■ About this exercise ■
Two lines below mark the span: the one containing "Target: white sneaker" and the one containing "the gray sneaker". Set down both, plus every line between, exactly as they stand, and nothing else.

*** Task data Section Begins ***

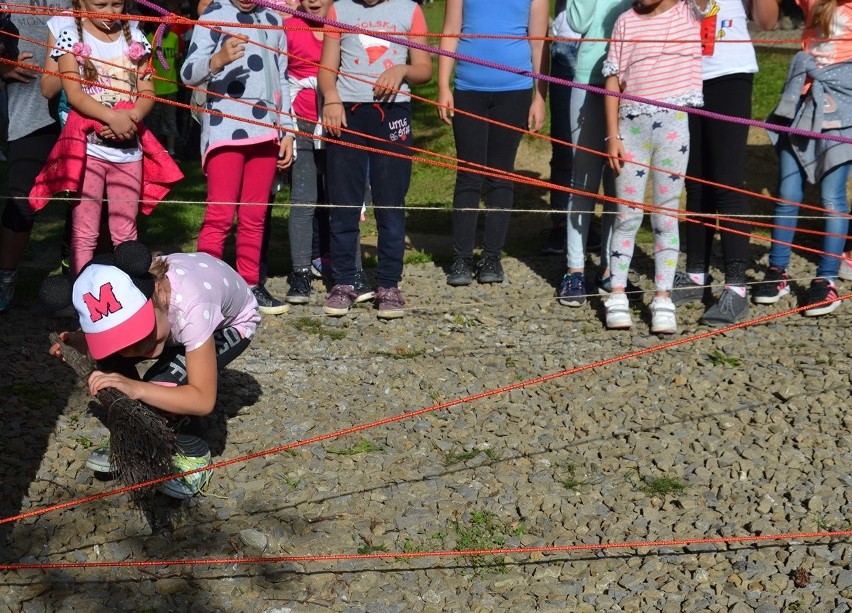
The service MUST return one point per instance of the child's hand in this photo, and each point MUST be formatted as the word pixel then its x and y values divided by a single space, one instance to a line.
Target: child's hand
pixel 446 104
pixel 75 340
pixel 121 126
pixel 617 155
pixel 389 82
pixel 334 117
pixel 285 152
pixel 232 49
pixel 100 380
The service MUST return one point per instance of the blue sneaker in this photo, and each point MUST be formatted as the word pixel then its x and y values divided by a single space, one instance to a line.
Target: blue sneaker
pixel 572 290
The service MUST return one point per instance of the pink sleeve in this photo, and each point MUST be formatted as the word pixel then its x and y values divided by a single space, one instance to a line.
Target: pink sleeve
pixel 418 22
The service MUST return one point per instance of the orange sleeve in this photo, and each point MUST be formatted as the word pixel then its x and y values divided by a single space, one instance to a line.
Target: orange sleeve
pixel 331 31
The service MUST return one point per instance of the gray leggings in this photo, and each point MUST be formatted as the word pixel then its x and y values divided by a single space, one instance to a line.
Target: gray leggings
pixel 661 140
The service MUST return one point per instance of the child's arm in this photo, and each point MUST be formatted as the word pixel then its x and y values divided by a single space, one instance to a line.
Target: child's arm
pixel 614 146
pixel 417 71
pixel 50 85
pixel 452 28
pixel 197 397
pixel 119 121
pixel 764 13
pixel 333 114
pixel 537 28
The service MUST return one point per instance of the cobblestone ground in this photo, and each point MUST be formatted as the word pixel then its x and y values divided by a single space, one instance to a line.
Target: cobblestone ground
pixel 740 434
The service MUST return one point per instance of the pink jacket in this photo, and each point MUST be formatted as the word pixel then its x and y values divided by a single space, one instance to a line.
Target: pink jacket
pixel 64 169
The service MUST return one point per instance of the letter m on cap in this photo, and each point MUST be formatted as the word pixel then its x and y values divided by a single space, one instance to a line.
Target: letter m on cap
pixel 104 304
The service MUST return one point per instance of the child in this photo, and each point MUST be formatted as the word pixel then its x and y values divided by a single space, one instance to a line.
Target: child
pixel 669 71
pixel 380 110
pixel 816 98
pixel 105 51
pixel 717 154
pixel 497 95
pixel 191 313
pixel 244 78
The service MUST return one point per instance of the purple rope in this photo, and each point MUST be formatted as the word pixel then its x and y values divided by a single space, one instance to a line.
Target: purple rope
pixel 160 32
pixel 542 77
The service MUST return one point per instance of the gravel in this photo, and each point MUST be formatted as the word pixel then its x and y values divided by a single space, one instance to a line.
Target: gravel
pixel 738 434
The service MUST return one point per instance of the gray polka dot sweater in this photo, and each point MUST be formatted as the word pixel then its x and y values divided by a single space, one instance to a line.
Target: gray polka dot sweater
pixel 242 81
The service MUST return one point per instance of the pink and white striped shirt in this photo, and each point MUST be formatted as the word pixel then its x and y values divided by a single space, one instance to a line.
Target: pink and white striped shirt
pixel 657 57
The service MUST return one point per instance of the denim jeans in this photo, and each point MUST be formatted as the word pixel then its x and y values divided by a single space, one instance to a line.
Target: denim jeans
pixel 563 62
pixel 791 187
pixel 588 129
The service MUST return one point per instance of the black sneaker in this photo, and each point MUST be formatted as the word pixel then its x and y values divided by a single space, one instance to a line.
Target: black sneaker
pixel 362 288
pixel 775 285
pixel 555 243
pixel 300 287
pixel 686 290
pixel 820 291
pixel 266 303
pixel 730 308
pixel 461 271
pixel 489 270
pixel 634 292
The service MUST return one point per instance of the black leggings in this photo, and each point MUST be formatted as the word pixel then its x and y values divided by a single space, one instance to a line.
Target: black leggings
pixel 483 143
pixel 717 154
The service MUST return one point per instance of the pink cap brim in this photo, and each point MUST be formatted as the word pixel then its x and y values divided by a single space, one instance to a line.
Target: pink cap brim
pixel 140 325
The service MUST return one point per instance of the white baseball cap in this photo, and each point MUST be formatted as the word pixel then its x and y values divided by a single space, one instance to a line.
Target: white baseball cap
pixel 114 313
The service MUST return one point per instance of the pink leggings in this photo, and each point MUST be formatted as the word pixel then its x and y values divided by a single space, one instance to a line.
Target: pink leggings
pixel 122 184
pixel 242 175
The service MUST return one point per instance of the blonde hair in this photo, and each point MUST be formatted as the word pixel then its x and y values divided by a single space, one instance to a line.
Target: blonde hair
pixel 822 16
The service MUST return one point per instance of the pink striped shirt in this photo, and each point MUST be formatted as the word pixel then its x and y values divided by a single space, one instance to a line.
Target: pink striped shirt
pixel 667 71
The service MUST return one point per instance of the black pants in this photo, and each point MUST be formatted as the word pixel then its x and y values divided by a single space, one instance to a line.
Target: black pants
pixel 26 159
pixel 488 145
pixel 170 369
pixel 717 154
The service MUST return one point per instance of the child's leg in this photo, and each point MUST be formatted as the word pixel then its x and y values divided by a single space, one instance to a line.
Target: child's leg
pixel 791 184
pixel 390 178
pixel 347 169
pixel 510 108
pixel 630 185
pixel 258 174
pixel 123 188
pixel 224 181
pixel 833 190
pixel 670 141
pixel 86 215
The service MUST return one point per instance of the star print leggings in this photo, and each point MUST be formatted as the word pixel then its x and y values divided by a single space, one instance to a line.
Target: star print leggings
pixel 660 140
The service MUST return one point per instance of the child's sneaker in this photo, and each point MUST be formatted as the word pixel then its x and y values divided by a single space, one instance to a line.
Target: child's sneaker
pixel 7 288
pixel 99 460
pixel 339 300
pixel 618 312
pixel 362 289
pixel 193 453
pixel 300 287
pixel 728 310
pixel 820 291
pixel 391 303
pixel 663 320
pixel 572 290
pixel 266 303
pixel 775 285
pixel 845 271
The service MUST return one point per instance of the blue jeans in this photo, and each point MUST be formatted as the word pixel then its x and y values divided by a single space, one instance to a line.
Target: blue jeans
pixel 563 63
pixel 792 187
pixel 588 129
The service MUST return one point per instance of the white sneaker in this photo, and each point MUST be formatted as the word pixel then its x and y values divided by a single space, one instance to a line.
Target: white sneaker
pixel 618 312
pixel 663 319
pixel 845 271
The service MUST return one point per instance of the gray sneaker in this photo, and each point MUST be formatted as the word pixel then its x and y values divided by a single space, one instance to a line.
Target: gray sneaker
pixel 728 310
pixel 686 290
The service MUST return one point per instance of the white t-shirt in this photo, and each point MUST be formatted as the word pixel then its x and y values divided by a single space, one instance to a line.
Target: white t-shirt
pixel 727 20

*** Task data Section Ends ***

■ Response ■
Target: white sneaker
pixel 618 312
pixel 663 319
pixel 845 271
The service MUST return one point per instance of the gray sneaker in this photo, and each point MUST be formatted as the word pixel then its x and y values divided by a single space, one instance to a line.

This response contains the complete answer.